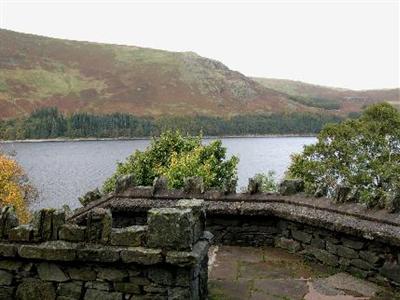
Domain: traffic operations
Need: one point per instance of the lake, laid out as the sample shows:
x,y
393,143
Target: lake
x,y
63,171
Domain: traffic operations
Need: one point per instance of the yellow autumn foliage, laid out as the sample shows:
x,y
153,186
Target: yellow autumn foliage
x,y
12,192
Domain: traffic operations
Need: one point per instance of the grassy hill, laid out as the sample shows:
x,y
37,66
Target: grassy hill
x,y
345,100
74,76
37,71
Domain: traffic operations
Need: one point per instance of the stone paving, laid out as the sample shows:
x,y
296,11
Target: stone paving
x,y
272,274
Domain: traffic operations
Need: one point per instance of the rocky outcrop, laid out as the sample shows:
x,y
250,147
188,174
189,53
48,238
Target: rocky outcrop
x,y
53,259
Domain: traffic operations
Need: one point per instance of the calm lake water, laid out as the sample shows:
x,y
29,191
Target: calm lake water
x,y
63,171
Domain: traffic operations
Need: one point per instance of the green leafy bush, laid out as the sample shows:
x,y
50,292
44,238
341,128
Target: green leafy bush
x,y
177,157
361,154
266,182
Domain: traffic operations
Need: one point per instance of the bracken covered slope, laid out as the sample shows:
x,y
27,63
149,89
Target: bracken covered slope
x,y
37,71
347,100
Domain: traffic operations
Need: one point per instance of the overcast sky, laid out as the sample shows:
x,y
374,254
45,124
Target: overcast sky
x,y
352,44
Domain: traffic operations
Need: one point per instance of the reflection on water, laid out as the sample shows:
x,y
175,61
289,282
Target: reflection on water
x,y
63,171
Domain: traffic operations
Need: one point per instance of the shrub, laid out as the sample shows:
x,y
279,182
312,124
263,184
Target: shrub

__________

Goal of the exercise:
Skip the images and set down the rest of the data unchanged.

The answer:
Domain: traffic operations
Need: one point per instance of the lake, laid out as the sample shows:
x,y
393,143
Target: lake
x,y
63,171
Domain: traffic operations
Need: one point per instance of the yellow autumn foliage, laid out as the sample shows:
x,y
153,186
Target: yellow autumn foliage
x,y
12,192
Domain: traffic operations
Need: one point per instance of the grassy hill, laid out as the sample shows:
x,y
37,66
Target: grassy hill
x,y
345,100
74,76
37,71
Domain: traffic operations
Need: one point per instance of the stone paving, laid out as the sample shows:
x,y
296,11
Target: stone paving
x,y
272,274
Domain: traffic operations
Need: one point per instance of the rocky outcrop, laid out as the sample shows:
x,y
250,147
188,174
189,53
48,238
Target: rocky outcrop
x,y
53,259
Domain: traffic operations
Need: one point per instance of the calm lake water, laid out as the sample shows:
x,y
29,191
Target: calm lake water
x,y
63,171
Domain: traffic operations
Need: one point per instance of the green leafy bush, laid out as the sample shows:
x,y
50,292
44,238
341,128
Target: green leafy bush
x,y
177,157
361,154
266,182
Domain: traffic operations
Need: one point per instance of the bracken covered slope, laid out as the sample shows:
x,y
27,63
149,89
Target: bracken covered slope
x,y
37,71
347,100
Domain: traffic operations
Need: one point per instance of the overcast sky, laid out as the sample shows:
x,y
374,254
45,124
Target: overcast sky
x,y
352,44
Domain: traffic operations
Need: one point per instance of the reflection on water, laid out as the sample shows:
x,y
175,61
289,282
Target: reflection on water
x,y
63,171
Domain: traffic operations
Need: one point per instance of the shrub, laid out as the sample shows:
x,y
279,182
312,124
263,184
Target: shrub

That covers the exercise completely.